┏━━
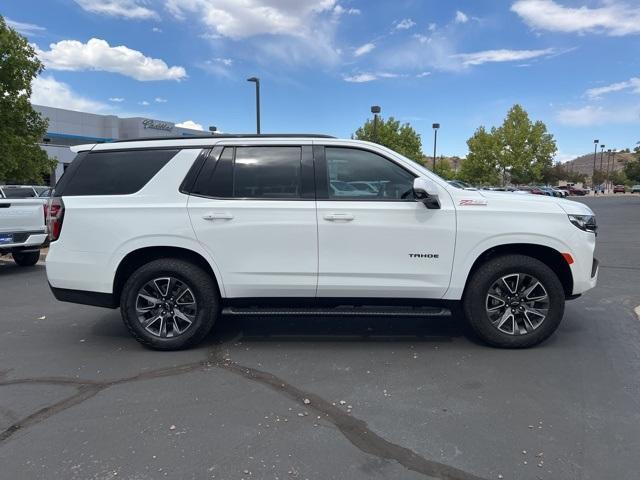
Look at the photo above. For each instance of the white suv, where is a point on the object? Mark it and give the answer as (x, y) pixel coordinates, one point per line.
(173, 231)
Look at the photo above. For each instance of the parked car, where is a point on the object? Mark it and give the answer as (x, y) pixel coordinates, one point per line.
(574, 190)
(46, 193)
(532, 190)
(22, 229)
(460, 184)
(200, 229)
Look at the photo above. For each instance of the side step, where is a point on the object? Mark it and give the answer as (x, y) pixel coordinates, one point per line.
(365, 311)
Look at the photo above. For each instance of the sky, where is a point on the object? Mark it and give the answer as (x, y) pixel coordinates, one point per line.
(573, 64)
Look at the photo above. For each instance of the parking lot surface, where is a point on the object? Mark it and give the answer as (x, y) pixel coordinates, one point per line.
(326, 398)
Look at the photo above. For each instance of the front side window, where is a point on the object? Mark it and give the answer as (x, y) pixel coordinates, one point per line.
(361, 175)
(267, 172)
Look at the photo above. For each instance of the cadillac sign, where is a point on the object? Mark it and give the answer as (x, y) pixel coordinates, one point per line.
(156, 125)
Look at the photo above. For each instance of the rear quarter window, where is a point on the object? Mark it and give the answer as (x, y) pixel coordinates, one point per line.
(112, 172)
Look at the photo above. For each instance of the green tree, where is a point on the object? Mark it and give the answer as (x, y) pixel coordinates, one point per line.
(481, 165)
(401, 138)
(21, 127)
(519, 149)
(632, 171)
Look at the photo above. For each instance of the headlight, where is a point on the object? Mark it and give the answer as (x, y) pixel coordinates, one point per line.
(584, 222)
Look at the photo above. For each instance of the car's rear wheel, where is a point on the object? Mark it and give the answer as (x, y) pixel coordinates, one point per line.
(26, 259)
(514, 301)
(169, 304)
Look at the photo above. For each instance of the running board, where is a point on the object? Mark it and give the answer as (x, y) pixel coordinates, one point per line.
(342, 311)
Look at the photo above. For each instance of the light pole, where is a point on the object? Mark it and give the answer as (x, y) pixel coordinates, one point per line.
(375, 109)
(256, 80)
(435, 126)
(593, 173)
(608, 163)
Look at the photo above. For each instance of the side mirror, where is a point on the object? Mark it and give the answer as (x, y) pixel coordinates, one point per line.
(426, 191)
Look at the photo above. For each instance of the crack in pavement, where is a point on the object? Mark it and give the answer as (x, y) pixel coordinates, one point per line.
(356, 431)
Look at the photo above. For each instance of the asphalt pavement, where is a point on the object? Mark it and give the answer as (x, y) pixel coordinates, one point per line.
(326, 398)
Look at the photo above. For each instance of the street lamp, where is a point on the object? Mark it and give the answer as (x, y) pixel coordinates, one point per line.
(608, 163)
(435, 126)
(593, 173)
(375, 109)
(256, 80)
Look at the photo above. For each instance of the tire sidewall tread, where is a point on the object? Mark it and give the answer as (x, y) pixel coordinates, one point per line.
(203, 287)
(475, 296)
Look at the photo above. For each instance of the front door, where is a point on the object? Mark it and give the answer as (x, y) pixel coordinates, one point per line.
(374, 238)
(254, 210)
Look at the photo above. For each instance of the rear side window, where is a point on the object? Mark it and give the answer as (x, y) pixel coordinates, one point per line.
(18, 192)
(113, 172)
(254, 172)
(267, 172)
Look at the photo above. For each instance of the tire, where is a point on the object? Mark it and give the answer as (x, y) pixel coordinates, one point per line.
(26, 259)
(199, 303)
(518, 323)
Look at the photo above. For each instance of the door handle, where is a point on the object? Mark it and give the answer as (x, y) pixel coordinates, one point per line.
(333, 217)
(218, 216)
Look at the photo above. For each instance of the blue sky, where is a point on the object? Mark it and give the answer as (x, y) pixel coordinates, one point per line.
(574, 64)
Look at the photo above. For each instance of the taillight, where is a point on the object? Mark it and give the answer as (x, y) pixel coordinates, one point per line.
(55, 216)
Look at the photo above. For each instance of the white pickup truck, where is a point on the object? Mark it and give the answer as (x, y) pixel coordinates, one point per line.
(23, 231)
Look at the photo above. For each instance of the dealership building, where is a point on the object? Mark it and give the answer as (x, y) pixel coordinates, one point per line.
(68, 128)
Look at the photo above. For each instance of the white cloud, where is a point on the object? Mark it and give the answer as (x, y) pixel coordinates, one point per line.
(502, 55)
(98, 55)
(218, 66)
(25, 28)
(46, 90)
(288, 31)
(591, 115)
(339, 10)
(613, 18)
(631, 84)
(130, 9)
(248, 18)
(190, 124)
(461, 17)
(364, 49)
(405, 24)
(361, 78)
(371, 76)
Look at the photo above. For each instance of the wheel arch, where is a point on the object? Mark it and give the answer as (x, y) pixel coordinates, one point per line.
(547, 255)
(137, 258)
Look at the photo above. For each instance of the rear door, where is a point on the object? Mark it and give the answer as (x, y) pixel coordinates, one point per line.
(374, 238)
(253, 207)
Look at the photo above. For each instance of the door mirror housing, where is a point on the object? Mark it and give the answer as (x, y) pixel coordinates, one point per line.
(426, 191)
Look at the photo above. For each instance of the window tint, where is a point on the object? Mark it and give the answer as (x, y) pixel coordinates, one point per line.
(267, 172)
(114, 173)
(18, 192)
(360, 175)
(216, 177)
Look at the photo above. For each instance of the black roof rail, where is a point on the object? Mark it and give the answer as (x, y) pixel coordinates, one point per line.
(229, 135)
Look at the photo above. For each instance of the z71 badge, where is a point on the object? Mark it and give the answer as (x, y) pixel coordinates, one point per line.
(473, 203)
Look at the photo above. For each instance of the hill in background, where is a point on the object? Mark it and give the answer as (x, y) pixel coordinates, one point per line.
(584, 163)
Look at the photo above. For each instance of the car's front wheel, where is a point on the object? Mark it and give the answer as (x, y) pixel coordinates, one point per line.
(514, 301)
(169, 304)
(26, 259)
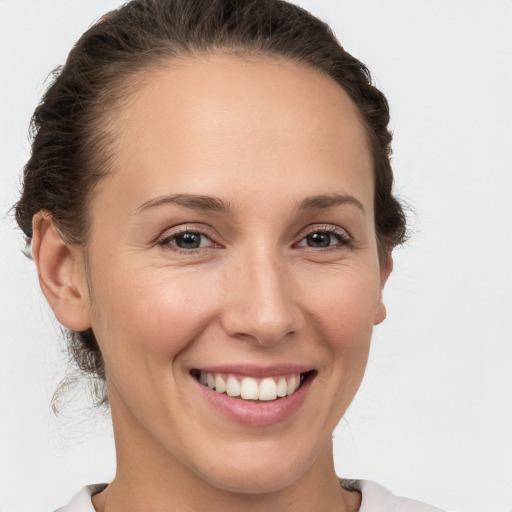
┗━━
» Given exercise
Pick out each line in the data above that contains the word "front".

» Answer in full
Look at the photo above. For each instance of the front side window, where is a point on the object? Mark it and give the answer as (x, y) pixel coordinates, one point per line.
Look at the photo above. For each instance of the front door, where is a point on the object? Mark it and give the answer as (x, y) pixel coordinates, one point per line.
Look at the photo above. For each instance of the car's front wheel, where is a point on the object? Mark it and give the answer as (x, y) pixel coordinates, one point per line.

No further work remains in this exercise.